### [Work order]
Continue the article on U.S. estate tax exposure for Canadians, picking up after its final sentence.

### [Reading passage]
>>>
Dual citizens and those with U.S.-located assets need proper planning to avoid unnecessarily exposing their beneficiaries
As the coronavirus pandemic continues to make health and wealth top-of-mind among Canadians, the need for solid estate planning is clearer than it’s ever been. And for those who are dual citizens or have properties in the U.S., overlooking that need may very well lead to grave complications on their death.
“On an individual's death, a US estate tax is imposed on both US citizens (based on their worldwide estates) and non-US citizens (to the extent that they hold certain US-situs assets),” wrote Jennifer Katz of Minden Gross LP in a recent note.
For the year 2021, Katz noted that U.S. citizens benefit from an estate tax exemption applied to the first US$11.7 million of their assets worldwide – the largest exemption ever applied for the estate tax. Worldwide assets that go beyond that amount can be taxed at a rate as high as 40%.
“The Biden campaign has proposed to reduce the estate tax exemption amount to USD$3.5 million and to increase the top tax rate applied to estates to 45%,” she said.
Currently, the exemption extended to non-U.S. citizen Canadians who are subject to U.S. estate taxes is pro-rated according the share of their U.S.-situs assets relative to their worldwide estate; their U.S.-situs assets in excess of that “ground down” exemption amount is subject to estate taxes at a rate of up to 40%.
<<<
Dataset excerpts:
>>>
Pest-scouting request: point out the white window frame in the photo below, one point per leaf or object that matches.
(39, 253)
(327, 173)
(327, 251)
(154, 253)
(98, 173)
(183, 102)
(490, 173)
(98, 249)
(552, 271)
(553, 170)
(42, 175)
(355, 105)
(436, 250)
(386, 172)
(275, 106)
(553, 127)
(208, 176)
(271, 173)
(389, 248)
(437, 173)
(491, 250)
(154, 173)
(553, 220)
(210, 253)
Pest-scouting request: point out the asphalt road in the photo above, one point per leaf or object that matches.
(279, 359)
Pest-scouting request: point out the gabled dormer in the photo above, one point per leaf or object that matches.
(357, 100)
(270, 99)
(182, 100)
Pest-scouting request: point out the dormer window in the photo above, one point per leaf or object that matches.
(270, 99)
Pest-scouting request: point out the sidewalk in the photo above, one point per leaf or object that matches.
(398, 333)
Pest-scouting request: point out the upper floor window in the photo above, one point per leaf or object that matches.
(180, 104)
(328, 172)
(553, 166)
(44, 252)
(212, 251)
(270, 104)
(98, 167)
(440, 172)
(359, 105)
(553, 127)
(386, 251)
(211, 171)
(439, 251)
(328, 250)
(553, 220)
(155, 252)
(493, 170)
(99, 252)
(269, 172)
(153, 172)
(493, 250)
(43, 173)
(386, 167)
<<<
### [Answer space]
To mitigate their beneficiaries’ exposure to U.S. estate taxes upon their own death, Katz said, those Canadians subject may use certain “Americanized” trusts in a testator’s will; under such structures, payments to the beneficiary are limited to income and capital for “health, education, maintenance, or support” purposes, which effectively prevent the assets from formally vesting in the beneficiary in the eyes of U.S. tax authorities.
“Notwithstanding these income and capital limitations, there is some flexibility in these trusts if payments of income and/or capital beyond these limitations are required,” she said.
Beneficiaries can generally be trustees of their own trusts, Katz noted, which puts a certain amount of control over the assets in the hands of the beneficiary. But the effectiveness of the strategy, she said, hinges on the planning being completed before the beneficiary inherits.